Les voilà, nos enragés, nos Araucan, pour reprendre le titre de ce billet. Tout ce qu'ils vont découvrir, tout ce qu'ils vont mettre au jour, tout cela va contribuer à décupler cette rage et à les pousser à défier des ennemis puissants et qui agissent impunément depuis longtemps... Menacés, agressés, en danger permanent, ils vont se battre avec détermination et férocité et chercher à inverser les rapports de force.
Pardon pour Ruben , personnage également très intéressant, mais c'est bien Jana qui illumine et porte le roman. S'il s'intitule "Mapuche", ce n'est pas pour rien. On découvre une femme courageuse, que la vie n'a jamais épargné, qui s'est toujours accrochée et battue. Elle n'a plus de contact avec sa famille depuis longtemps mais il lui reste ses racines, sa culture, ses origines si particulières...
C'est d'ailleurs dans cette culture qu'elle va puiser la force de poursuivre ses recherches et retrouver ces ennemis qui deviennent l'incarnation de tous ceux qui, hier, dans un passé récent ou encore aujourd'hui, ont pu faire du mal aux siens. Elle se mue en femme terrible pour assouvir une vengeance séculaire...
------------------------------------------------------------------------
## [Exercice court]
Répondez aux questions suivantes à l'aide du billet.
1. Quels ennemis les personnages vont-ils défier ?
2. Quel est le titre du roman présenté ?
3. Dans quoi Jana puise-t-elle la force de poursuivre ses recherches ?

## [Données fournies]
------------------------------------------------------------------------
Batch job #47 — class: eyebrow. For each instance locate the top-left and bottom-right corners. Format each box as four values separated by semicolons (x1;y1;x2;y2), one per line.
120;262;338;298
------------------------------------------------------------------------
## [Corrigé]
1. Des ennemis puissants, qui agissent impunément depuis longtemps.
2. « Mapuche ».
3. Dans sa culture.